▶ AIM OF THE TASK
Among the lines below, restate word for word only those from the line with "Target: rocky outcrop" through the line with "column 1165, row 600", with both end lines kept.
───── MATERIAL FOR THIS EXERCISE ─────
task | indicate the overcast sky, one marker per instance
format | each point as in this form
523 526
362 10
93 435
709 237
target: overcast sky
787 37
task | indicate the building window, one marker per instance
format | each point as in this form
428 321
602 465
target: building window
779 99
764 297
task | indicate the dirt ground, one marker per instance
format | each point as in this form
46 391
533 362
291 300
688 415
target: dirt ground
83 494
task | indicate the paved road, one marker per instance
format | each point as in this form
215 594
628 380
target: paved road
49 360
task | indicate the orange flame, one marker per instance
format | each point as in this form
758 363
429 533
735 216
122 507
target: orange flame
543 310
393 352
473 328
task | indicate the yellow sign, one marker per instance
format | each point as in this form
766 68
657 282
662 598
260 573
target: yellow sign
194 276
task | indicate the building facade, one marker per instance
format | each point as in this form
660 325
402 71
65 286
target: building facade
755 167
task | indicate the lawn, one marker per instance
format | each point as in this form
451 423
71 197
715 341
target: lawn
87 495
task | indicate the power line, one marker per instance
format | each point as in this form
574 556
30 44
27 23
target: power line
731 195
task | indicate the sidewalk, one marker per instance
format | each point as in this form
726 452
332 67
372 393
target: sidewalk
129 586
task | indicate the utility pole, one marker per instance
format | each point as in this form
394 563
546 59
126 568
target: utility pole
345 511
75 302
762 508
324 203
─────
───── MATERIAL FOR THIS EXERCISE ─────
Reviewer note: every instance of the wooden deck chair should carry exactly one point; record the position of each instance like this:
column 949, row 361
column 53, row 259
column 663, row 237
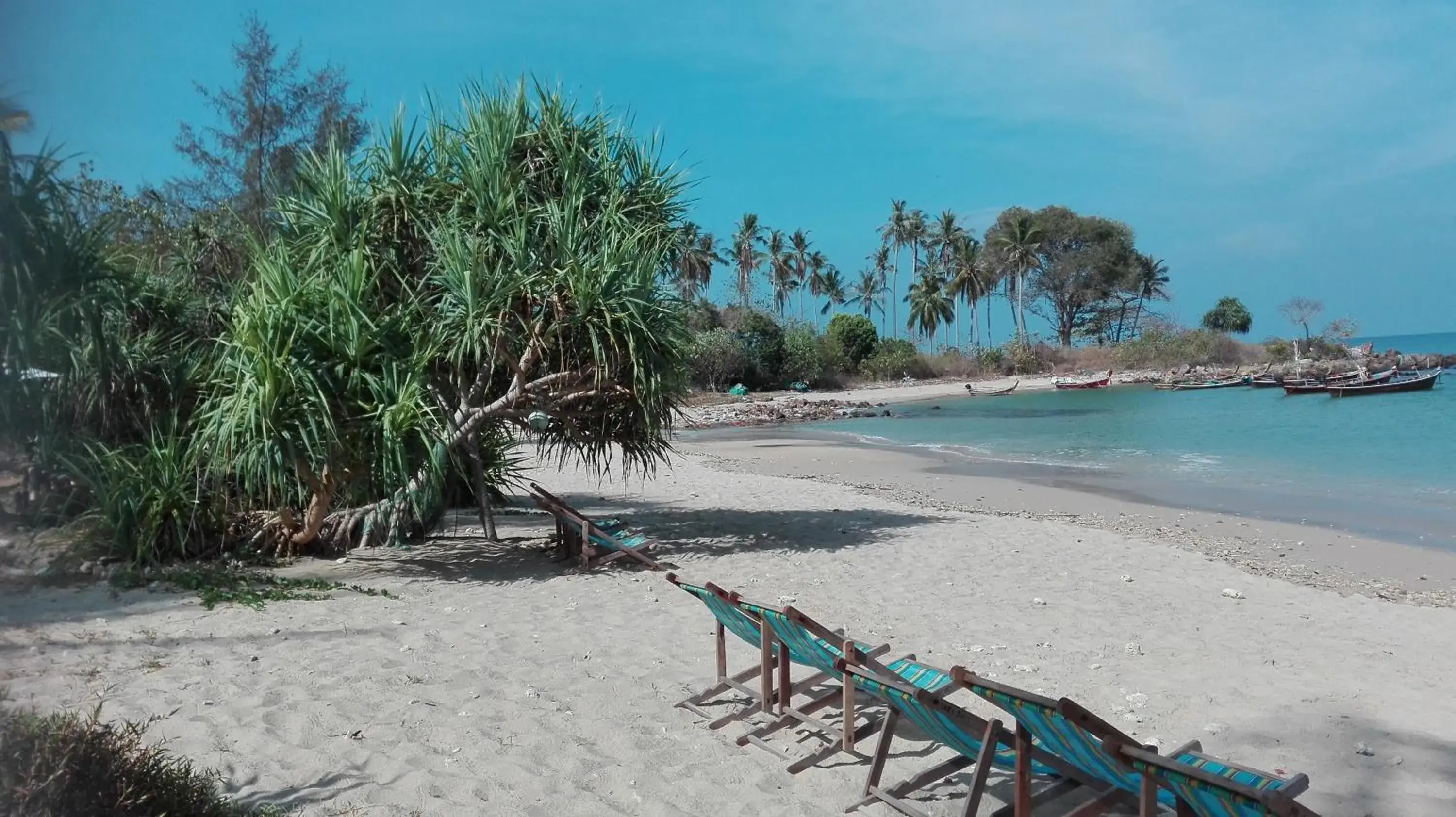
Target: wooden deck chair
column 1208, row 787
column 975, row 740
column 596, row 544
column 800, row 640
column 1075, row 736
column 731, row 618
─────
───── MATERIAL FOR THIS EXERCISE ─────
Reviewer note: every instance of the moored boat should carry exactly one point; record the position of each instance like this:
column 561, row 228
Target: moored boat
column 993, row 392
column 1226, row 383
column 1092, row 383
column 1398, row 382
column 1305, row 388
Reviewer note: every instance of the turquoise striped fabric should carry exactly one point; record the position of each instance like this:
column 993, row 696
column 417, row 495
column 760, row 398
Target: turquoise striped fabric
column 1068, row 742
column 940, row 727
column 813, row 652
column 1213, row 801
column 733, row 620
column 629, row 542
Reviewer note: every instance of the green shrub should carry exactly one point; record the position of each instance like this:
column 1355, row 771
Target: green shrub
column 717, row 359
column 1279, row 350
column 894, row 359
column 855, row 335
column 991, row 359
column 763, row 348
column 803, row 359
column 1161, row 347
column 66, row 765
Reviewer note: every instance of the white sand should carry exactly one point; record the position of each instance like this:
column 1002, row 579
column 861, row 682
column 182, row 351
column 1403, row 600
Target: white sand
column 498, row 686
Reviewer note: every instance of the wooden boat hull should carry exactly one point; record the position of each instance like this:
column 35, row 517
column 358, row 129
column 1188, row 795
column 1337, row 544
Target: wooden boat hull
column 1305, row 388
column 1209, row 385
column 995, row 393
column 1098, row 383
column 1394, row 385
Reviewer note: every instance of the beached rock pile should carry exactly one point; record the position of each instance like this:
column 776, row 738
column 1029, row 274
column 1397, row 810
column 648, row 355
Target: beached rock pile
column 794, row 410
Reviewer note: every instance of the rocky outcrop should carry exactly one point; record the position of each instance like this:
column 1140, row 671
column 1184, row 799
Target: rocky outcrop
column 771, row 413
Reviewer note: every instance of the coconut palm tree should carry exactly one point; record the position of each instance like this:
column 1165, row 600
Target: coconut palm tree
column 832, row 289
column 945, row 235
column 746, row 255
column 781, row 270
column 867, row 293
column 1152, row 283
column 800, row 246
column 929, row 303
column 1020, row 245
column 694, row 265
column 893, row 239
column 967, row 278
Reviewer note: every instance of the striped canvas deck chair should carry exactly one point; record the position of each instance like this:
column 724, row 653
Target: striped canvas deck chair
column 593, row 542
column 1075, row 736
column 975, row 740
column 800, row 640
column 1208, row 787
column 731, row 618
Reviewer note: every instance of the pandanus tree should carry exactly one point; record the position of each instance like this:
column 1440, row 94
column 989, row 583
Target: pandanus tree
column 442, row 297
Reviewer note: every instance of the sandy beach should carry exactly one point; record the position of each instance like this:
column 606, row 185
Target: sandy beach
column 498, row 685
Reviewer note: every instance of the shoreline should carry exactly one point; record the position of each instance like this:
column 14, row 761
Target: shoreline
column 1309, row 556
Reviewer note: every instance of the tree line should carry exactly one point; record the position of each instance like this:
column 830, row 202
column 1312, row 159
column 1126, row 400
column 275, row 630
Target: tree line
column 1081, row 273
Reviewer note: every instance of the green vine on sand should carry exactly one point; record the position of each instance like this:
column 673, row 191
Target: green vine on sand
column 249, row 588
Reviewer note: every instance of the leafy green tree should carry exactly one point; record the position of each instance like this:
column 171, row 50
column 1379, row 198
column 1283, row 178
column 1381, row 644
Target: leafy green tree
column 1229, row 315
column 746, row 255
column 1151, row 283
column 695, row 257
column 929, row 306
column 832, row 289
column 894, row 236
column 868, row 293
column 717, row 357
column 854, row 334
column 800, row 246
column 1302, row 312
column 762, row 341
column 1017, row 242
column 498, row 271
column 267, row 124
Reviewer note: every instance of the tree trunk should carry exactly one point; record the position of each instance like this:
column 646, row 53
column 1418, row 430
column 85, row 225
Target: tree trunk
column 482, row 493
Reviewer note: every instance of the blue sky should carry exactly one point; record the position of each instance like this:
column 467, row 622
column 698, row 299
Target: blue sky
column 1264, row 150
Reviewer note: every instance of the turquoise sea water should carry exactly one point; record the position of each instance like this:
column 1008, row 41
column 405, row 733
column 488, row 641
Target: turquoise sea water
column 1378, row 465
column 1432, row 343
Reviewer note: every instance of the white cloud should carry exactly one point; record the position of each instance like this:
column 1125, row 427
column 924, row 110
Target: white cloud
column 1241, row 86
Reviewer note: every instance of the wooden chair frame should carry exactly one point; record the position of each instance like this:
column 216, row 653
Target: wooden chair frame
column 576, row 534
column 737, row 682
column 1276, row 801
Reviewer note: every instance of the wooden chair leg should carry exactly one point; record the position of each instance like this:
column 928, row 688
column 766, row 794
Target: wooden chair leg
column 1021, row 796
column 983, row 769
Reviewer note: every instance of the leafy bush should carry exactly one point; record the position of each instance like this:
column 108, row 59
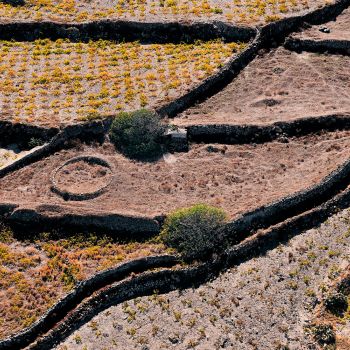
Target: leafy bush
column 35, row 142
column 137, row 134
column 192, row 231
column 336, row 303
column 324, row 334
─────
▶ EXERCISE SOLUTION
Target: rocky outcrop
column 771, row 413
Reviewer note: every instance of the coconut palm tree should carry exactly one point; record the position of each instance like this:
column 1165, row 600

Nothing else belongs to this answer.